*The data:*
Start of Block

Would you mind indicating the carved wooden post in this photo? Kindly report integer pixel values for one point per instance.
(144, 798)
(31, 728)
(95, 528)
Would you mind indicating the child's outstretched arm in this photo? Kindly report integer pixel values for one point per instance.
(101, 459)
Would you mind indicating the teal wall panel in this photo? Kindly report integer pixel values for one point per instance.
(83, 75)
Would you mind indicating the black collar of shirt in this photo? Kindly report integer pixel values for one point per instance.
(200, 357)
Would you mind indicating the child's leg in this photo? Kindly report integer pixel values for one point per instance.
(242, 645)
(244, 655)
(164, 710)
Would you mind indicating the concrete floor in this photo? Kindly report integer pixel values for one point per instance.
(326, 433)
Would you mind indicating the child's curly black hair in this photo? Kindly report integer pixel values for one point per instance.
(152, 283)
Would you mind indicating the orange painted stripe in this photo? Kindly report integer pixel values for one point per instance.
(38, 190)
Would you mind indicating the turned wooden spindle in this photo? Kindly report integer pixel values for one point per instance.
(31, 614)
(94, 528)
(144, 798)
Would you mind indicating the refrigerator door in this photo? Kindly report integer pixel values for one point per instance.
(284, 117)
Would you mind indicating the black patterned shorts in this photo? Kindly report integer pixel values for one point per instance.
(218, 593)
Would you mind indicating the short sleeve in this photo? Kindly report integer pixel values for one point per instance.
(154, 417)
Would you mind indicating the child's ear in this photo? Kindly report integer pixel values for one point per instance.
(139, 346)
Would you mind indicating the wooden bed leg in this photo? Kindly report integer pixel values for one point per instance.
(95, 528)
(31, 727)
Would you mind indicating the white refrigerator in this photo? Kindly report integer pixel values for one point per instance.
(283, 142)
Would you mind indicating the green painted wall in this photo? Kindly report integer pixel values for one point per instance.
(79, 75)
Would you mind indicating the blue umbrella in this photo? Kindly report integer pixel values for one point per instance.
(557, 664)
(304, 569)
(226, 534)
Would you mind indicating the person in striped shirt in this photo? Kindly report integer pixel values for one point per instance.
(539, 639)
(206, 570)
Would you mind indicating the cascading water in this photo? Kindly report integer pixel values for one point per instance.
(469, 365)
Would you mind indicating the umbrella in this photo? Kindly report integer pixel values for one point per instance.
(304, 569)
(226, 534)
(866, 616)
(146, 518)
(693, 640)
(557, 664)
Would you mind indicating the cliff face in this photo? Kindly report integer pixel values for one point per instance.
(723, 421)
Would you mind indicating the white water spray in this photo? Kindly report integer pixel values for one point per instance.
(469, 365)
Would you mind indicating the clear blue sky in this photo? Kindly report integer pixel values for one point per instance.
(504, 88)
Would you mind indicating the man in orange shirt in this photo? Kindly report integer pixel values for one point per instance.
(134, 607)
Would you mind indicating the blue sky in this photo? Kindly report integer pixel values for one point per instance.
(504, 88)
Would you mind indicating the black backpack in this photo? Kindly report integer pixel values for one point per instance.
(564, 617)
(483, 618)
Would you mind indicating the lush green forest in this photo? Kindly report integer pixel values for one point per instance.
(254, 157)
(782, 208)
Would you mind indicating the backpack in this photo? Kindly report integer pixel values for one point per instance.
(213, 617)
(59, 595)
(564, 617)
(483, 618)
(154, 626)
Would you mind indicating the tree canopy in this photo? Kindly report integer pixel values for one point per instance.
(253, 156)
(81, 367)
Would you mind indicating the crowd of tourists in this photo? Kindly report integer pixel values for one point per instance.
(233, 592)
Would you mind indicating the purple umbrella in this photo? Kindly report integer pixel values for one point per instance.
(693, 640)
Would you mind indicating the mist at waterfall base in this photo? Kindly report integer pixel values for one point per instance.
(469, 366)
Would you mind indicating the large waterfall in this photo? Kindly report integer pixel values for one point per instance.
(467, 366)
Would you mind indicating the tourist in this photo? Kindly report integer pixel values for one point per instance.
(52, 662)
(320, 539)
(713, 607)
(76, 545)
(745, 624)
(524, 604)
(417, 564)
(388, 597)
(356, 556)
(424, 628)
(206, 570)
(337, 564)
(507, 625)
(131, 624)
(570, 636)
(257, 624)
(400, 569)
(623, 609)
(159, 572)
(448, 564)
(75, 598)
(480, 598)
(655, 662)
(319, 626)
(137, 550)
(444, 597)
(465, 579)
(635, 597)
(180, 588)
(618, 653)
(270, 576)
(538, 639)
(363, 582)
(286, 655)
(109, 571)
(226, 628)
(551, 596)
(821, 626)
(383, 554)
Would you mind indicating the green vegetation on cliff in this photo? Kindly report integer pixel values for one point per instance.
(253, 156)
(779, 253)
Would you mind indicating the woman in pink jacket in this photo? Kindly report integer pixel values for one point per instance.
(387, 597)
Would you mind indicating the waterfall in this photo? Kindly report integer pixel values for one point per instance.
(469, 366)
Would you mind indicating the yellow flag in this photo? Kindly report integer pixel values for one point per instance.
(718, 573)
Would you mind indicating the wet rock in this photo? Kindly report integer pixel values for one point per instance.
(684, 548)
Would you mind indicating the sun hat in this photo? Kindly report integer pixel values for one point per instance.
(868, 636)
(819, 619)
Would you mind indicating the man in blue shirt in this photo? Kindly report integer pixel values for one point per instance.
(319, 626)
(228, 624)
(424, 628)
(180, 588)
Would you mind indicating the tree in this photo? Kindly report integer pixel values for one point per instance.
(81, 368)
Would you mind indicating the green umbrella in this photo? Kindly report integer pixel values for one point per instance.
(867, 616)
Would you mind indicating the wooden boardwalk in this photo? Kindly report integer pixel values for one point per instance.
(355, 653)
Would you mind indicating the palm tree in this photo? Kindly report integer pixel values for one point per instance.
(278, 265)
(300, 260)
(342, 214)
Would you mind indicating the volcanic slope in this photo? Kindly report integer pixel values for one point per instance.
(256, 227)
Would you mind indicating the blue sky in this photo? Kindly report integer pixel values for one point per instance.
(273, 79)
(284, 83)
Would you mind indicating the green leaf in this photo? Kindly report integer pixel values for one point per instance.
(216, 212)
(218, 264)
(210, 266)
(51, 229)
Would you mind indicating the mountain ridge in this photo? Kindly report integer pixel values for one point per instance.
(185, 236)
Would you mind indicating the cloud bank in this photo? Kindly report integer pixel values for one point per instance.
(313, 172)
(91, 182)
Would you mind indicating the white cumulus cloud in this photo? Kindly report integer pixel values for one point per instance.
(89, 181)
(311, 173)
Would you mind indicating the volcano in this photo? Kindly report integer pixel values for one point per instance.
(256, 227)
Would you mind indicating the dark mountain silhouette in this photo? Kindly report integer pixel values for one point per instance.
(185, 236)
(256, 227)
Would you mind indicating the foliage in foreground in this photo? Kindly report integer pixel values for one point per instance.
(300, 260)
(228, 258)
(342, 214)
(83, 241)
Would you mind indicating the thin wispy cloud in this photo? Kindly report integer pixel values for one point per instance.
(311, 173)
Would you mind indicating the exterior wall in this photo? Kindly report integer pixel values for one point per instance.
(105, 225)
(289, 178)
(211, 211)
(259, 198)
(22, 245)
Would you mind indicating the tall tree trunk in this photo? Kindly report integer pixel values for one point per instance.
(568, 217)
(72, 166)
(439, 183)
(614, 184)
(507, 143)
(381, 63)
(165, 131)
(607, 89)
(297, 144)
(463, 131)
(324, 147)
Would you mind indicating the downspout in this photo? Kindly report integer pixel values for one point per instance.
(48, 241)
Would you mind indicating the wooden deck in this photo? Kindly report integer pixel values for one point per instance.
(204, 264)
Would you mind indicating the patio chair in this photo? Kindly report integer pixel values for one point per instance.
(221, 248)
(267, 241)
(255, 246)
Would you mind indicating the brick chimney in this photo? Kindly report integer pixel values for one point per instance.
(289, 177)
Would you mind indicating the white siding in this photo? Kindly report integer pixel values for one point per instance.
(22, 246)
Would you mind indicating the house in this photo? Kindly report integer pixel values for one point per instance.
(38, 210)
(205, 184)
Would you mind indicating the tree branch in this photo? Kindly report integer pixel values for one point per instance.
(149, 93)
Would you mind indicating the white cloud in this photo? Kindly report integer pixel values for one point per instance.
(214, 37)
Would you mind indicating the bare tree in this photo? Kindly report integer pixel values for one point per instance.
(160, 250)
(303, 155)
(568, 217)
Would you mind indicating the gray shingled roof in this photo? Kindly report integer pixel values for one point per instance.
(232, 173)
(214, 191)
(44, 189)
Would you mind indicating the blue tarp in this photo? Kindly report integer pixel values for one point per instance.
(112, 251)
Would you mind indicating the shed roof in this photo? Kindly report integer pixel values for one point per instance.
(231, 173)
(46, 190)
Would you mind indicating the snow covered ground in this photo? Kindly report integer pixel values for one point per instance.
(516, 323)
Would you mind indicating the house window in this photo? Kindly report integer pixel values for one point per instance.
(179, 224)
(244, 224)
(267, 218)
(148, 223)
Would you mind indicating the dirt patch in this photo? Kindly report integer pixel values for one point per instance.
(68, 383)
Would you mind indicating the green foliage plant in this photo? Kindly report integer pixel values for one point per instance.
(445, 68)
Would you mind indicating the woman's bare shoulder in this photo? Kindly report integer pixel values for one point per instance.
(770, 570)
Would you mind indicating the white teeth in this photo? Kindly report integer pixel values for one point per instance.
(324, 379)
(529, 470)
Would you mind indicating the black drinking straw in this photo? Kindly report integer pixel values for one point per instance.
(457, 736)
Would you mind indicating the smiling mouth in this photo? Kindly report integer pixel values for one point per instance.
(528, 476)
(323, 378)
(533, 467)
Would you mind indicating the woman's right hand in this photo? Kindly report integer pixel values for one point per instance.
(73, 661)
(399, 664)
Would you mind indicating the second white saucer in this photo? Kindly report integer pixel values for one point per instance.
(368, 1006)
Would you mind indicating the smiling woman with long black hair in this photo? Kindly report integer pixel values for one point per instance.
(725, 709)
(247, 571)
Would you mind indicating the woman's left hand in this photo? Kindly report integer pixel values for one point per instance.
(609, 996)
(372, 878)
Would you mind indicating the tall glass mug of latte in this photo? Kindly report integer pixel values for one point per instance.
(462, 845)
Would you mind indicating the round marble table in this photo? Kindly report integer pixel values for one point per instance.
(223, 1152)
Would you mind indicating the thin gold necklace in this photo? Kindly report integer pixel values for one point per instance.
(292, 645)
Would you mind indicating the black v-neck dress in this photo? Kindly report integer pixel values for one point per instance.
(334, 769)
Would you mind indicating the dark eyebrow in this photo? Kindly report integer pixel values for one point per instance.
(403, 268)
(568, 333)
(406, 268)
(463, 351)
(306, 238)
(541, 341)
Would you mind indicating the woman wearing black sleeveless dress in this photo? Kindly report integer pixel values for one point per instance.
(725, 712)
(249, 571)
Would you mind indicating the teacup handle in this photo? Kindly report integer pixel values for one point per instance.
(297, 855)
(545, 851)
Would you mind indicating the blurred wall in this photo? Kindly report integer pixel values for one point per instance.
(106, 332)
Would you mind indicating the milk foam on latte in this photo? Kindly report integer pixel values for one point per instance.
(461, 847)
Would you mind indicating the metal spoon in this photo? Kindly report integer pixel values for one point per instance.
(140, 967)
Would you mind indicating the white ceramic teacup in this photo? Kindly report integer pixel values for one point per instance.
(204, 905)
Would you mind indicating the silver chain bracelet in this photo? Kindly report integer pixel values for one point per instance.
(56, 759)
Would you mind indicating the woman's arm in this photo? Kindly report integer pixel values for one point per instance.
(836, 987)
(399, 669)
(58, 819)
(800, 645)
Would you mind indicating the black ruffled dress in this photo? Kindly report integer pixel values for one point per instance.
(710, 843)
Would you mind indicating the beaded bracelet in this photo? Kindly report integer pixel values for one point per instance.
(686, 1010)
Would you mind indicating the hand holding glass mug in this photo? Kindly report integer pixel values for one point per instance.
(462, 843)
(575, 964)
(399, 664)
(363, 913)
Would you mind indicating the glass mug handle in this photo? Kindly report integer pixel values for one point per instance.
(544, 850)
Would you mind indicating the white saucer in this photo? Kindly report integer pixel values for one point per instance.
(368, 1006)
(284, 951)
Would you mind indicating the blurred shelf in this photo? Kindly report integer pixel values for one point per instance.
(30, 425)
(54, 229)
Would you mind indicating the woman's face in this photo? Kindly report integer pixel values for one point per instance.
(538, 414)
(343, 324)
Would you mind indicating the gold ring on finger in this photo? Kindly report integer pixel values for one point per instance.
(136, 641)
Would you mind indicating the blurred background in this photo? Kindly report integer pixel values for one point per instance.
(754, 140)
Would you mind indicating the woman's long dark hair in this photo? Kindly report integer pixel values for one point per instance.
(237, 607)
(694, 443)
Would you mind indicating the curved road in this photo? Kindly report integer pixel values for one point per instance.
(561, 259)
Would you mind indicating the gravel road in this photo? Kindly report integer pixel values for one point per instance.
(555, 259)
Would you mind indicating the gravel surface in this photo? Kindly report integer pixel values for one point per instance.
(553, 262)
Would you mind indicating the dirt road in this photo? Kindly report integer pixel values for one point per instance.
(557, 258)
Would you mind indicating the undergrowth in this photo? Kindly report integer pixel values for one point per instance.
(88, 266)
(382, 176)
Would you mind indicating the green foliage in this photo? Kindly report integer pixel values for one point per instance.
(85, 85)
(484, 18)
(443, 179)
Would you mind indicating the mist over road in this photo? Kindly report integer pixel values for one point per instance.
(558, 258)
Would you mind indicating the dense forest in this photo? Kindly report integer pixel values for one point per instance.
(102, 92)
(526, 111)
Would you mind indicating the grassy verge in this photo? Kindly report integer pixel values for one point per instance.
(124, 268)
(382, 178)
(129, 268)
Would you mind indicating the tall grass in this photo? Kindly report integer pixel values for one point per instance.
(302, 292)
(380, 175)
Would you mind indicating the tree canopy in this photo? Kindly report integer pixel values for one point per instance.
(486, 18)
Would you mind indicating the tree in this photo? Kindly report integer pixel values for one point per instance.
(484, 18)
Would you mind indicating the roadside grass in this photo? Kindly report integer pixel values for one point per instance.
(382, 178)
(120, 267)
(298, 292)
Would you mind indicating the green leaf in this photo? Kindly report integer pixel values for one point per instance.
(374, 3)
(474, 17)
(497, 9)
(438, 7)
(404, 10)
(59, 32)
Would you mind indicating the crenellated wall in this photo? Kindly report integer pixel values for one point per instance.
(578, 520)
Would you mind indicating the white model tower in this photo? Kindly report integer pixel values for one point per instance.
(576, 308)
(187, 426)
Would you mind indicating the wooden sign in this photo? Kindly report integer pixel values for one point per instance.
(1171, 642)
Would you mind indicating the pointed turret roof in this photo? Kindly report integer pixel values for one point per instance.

End of Block

*Assignment:*
With the line containing "Would you mind indicating the wooden sign" as the start and the last line of the entries as the end, print that whole span exactly.

*Your response:*
Would you mind indicating the wooden sign in this photo? Kindly report integer pixel values for one point per instance.
(1171, 642)
Would you mind indicating the pointed turret roof in this photo? Kindly report integer pixel values for one point per instance.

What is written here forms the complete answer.